## TRY IT
Give back the entire listing that follows, exactly.

## DATA PROVIDED
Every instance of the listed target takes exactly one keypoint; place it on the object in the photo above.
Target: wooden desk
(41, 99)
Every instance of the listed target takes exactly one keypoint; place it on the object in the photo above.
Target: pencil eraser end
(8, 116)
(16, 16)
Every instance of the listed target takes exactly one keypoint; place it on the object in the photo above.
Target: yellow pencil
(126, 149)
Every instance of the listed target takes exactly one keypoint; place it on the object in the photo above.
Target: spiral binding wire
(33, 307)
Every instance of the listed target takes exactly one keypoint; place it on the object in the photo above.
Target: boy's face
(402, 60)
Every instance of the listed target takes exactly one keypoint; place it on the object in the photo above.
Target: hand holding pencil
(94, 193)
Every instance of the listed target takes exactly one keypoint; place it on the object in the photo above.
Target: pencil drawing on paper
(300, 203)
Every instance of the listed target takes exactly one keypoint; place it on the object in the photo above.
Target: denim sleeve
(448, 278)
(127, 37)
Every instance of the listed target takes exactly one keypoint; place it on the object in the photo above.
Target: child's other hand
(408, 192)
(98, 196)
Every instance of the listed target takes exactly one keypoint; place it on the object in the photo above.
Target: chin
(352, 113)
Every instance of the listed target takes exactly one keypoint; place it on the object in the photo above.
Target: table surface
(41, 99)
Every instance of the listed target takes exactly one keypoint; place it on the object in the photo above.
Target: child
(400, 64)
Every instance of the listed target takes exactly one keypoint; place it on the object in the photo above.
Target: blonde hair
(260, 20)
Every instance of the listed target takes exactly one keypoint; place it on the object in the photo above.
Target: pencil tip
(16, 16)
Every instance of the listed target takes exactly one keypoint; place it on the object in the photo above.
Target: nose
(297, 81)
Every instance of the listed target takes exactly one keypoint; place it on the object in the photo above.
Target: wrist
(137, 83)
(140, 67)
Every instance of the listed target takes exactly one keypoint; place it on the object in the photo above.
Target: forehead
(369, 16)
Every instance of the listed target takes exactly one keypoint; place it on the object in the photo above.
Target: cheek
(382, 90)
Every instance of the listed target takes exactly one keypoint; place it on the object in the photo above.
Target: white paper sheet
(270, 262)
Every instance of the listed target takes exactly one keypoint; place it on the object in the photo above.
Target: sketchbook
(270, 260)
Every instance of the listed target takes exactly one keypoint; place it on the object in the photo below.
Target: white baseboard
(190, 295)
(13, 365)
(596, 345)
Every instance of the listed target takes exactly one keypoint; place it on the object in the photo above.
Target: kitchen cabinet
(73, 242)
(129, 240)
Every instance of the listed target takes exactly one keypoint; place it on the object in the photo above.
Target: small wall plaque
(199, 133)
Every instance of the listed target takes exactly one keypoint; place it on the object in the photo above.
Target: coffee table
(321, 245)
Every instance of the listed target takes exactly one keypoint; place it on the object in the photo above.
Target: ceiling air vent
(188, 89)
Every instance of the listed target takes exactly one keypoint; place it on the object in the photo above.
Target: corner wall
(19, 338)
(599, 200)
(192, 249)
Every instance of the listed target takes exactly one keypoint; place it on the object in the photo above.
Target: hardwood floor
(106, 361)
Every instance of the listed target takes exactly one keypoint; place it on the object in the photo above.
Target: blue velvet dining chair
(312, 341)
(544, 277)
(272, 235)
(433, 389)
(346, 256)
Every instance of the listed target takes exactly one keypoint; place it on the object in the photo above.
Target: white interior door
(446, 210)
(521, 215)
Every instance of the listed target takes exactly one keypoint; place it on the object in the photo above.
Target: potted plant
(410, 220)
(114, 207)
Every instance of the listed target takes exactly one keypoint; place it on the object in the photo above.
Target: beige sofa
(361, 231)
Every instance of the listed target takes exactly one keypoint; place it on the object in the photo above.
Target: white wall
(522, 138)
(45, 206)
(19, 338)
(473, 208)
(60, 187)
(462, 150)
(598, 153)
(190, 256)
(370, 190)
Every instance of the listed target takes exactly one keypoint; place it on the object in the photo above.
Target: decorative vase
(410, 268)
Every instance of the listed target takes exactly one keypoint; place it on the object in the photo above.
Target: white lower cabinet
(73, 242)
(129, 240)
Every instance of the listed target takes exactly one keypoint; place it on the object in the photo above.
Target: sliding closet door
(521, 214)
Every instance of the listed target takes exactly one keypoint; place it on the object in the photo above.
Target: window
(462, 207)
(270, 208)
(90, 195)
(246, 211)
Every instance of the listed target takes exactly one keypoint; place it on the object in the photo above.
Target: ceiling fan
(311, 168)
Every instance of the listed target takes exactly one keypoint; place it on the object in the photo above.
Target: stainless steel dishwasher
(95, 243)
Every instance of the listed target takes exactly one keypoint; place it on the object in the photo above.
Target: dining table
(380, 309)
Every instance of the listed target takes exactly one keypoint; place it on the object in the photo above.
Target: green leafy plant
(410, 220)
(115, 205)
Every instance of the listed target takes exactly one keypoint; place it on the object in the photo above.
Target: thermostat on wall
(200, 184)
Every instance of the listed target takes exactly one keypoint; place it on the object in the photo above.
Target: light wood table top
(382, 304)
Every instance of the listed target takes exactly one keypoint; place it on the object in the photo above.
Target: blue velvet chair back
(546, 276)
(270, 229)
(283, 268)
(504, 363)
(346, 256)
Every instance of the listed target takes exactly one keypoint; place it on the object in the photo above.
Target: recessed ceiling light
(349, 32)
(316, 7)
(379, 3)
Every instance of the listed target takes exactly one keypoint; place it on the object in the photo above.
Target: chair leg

## ANSWER TO THIS EXERCISE
Every instance of the listed target takes exactly one keypoint; place it on the object in the photo above.
Target: wooden desk
(41, 99)
Every instance of the listed target takes exactly one keypoint; place it on the object in the photo above.
Target: pencil eraser end
(8, 116)
(16, 16)
Every instance of the listed target takes exactly one keypoint; place it on the object in the photo above.
Target: yellow pencil
(126, 149)
Every instance of the listed target takes exactly one keypoint; place it on the object in the photo above.
Target: spiral binding wire
(33, 307)
Every instance of the listed target takes exactly one keypoint; place it on the object in the photo above.
Target: boy's face
(402, 60)
Every instance of the listed target takes exactly one keypoint; place it on the object in the photo above.
Target: hand holding pencil
(94, 193)
Every instance of the listed target takes exactly one keypoint; place it on the object in the photo above.
Target: pencil drawing on paper
(300, 203)
Every instance of the listed target takes exactly one keypoint; place it on the object in the photo above.
Target: denim sleeve
(448, 278)
(127, 37)
Every instance of the listed target takes exactly one keypoint; place it on the object in the photo above.
Target: child's other hand
(408, 192)
(98, 196)
Every instance of the listed target takes exactly one keypoint; place it on the object in the photo above.
Target: chin
(352, 113)
Every instance of the listed target takes exactly one keypoint; place it on the object in the photo above.
Target: table surface
(41, 99)
Every instance of the listed target takes exactly one keypoint; place it on the object in the photo above.
Target: child
(400, 64)
Every instance of the listed target takes exactly one keypoint; place it on the object in the photo above.
Target: blonde hair
(260, 20)
Every instance of the listed target takes exactly one keypoint; place it on the object in the photo above.
Target: pencil tip
(16, 16)
Every instance of the listed target takes exactly one keypoint; place it on the object in the photo above.
Target: nose
(297, 81)
Every instance of the listed target takes exactly one keypoint; place it on the object in the photo above.
Target: wrist
(137, 83)
(140, 67)
Every instance of the listed target takes exactly one keypoint; place it on the object in the photo above.
Target: forehead
(369, 16)
Every instance of the listed target takes exactly one keypoint; place it on the object in the photo above.
Target: cheek
(382, 90)
Every instance of the listed target takes exactly one keypoint; place it on the object in the photo above.
Target: white paper sheet
(270, 262)
Every instance of the listed target takes exactly one keypoint; place it on the object in the photo above.
Target: sketchbook
(270, 260)
Every instance of the listed target takes exactly one keypoint; place it on the object in the photo below.
Target: white baseboard
(190, 295)
(13, 365)
(596, 345)
Every instance of the listed target takes exactly one keypoint; place it on the object in the photo above.
Target: kitchen cabinet
(73, 242)
(129, 240)
Every instance of the listed target takes exactly one keypoint; place it on the object in the photo above.
Target: small wall plaque
(199, 133)
Every instance of the listed target takes exactly one keypoint; place it on the object in the photo above.
Target: coffee table
(321, 245)
Every instance of the listed target takes exactly one keypoint; place it on the object in the photo above.
Target: ceiling air vent
(188, 89)
Every instance of the listed target takes exactly one keypoint; place it on the object in the photo above.
Target: corner wall
(19, 338)
(599, 200)
(192, 249)
Every instance of the listed target takes exactly one keypoint; place it on the object in the photo above.
Target: hardwood floor
(106, 361)
Every instance of the listed target takes exactly one keypoint; place it on the object in the photo above.
Target: blue velvet dining chair
(312, 341)
(544, 277)
(272, 235)
(433, 389)
(346, 256)
Every instance of the listed target takes exactly one keypoint; place it on the object in the photo above.
Target: white interior door
(446, 210)
(521, 215)
Every instance of the listed target takes exactly one keypoint; place it on the object in the photo above.
Target: potted plant
(410, 220)
(114, 207)
Every instance of the listed target takes exactly one keypoint; place it on the object in the photo above.
Target: beige sofa
(361, 231)
Every instance of the listed target takes exactly one keypoint; place it on the object in the photo above.
Target: white wall
(522, 138)
(45, 206)
(19, 338)
(473, 208)
(60, 187)
(462, 150)
(598, 153)
(190, 256)
(370, 190)
Every instance of the listed target takes exactly one keypoint; place it on the object in the photo above.
Target: decorative vase
(410, 268)
Every instance of the listed target takes exactly one keypoint; place it on the object in the photo above.
Target: white lower cabinet
(73, 242)
(129, 240)
Every instance of the listed target takes exactly one keypoint; place it on the object in the photo above.
Target: sliding closet door
(521, 214)
Every instance of the listed target takes exactly one keypoint; place it on the object in the photo above.
Target: window
(462, 207)
(270, 208)
(90, 195)
(246, 211)
Every instance of the listed target takes exactly one keypoint; place it on the object in the photo above.
Target: ceiling fan
(311, 168)
Every instance of the listed target takes exactly one keypoint; place it on the object in the photo above.
Target: stainless steel dishwasher
(95, 243)
Every instance of the listed target takes exactly one keypoint; place it on the object in the photo above.
Target: dining table
(380, 309)
Every instance of the listed target takes exactly one keypoint; place it on the object in the photo above.
Target: green leafy plant
(410, 220)
(115, 205)
Every instance of the listed target takes exactly one keypoint; place it on the object in the photo above.
Target: thermostat on wall
(200, 184)
Every instance of the listed target takes exactly one keypoint; place it on the object in the photo above.
Target: light wood table top
(382, 304)
Every instance of the listed target takes exactly one keypoint; place it on the object in the photo above.
Target: blue velvet chair back
(546, 276)
(270, 229)
(283, 268)
(504, 363)
(346, 256)
Every instance of the listed target takes exactly one keypoint; place it on the object in the photo above.
Target: recessed ceiling light
(349, 32)
(316, 7)
(379, 3)
Every instance of the listed target takes exactly one keypoint; place it on the object in the photo above.
Target: chair leg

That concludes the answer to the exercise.